Wen-Hai Chou and Robert O. Messing

Ernest Gallo Clinic and Research Center, Department of Neurology, UCSF, Emeryville, California, USA.

Address correspondence to: Robert O. Messing, Ernest Gallo Clinic and Research Center at UCSF, 5858 Horton Street, Suite 200, Emeryville, California 94608, USA. Phone: (510) 985-3950; Fax: (510) 985-3101; E-mail:

First published December 20, 2007

Hypertensive encephalopathy is a life-threatening condition due to elevation of cerebral perfusion pressure beyond the limits of autoregulation. Breakdown of the blood-brain barrier (BBB) leads to cerebral edema and reduced blood flow. In this issue of the JCI, Mochly-Rosen and colleagues demonstrate a novel molecular strategy for preserving the BBB in a model of hypertension-induced encephalopathy (see the related article beginning on page 173). Using a rationally designed peptide inhibitor of δPKC, they stabilized the BBB and improved mortality in hypertensive rats. This study highlights the therapeutic potential of δPKC inhibitors in hypertensive encephalopathy and provides incentive to elucidate δPKC signaling pathways that mediate BBB dysfunction in other disease states.

The blood-brain barrier

The blood-brain barrier (BBB) is a gliovascular unit composed of capillary endothelial cells and pericytes surrounded by basal lamina, astrocytic end-feet, and perivascular interneurons (Figure 1A) (1). The tight junctions formed between endothelial cells act as a highly effective physical barrier to selectively permit the entry of required nutrients yet protect the central nervous system from pathogens and potentially harmful small molecules circulating in the blood. The tight junction consists of transmembrane proteins (claudin, occludin, and junction adhesion molecule) and cytoplasmic accessory proteins (Figure 1B) (2). Claudins form dimers and bind to claudins on adjacent endothelial cells to establish the primary gate of the tight junction. The main functions of occludin appear to be to regulate the electrical resistance across the barrier and decrease paracellular permeability. Several accessory cytoplasmic proteins associate with these transmembrane components. Zonula occludens proteins (ZO-1, ZO-2, and ZO-3) serve as recognition proteins for tight junction placement and as support for signal transduction proteins. ZO-1 connects transmembrane proteins of the tight junction to the actin cytoskeleton. This interaction is critical for the stability and function of the tight junction because dissociation of ZO-1 from the cytoskeletal complex is frequently associated with increased barrier permeability (3). ZO-1 is phosphorylated by both serine/threonine and tyrosine kinases, which can, in turn, regulate ZO-1 localization and BBB function. Thus, activation of PKC by phorbol esters promotes the migration of ZO-1 to the plasma membrane and increases the permeability of the BBB (4).

INSTRUCTIONS FOR THE TASK:
Does each statement agree with the blood-brain barrier text? Answer yes or no for each one, and quote the deciding words of the text exactly.
1. Claudins bind to claudins on adjacent endothelial cells.
2. Occludin connects transmembrane proteins of the tight junction to the actin cytoskeleton.
3. Activation of PKC by phorbol esters decreases the permeability of the BBB.
The rows are separate material with no link to the blood-brain barrier text.

DATA EXCERPTS:
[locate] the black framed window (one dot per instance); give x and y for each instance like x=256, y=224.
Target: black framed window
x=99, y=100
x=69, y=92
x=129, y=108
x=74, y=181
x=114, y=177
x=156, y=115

REPLY TO THE EXERCISE:
1. Yes: "Claudins form dimers and bind to claudins on adjacent endothelial cells to establish the primary gate of the tight junction."
2. No: "ZO-1 connects transmembrane proteins of the tight junction to the actin cytoskeleton."
3. No: "activation of PKC by phorbol esters promotes the migration of ZO-1 to the plasma membrane and increases the permeability of the BBB"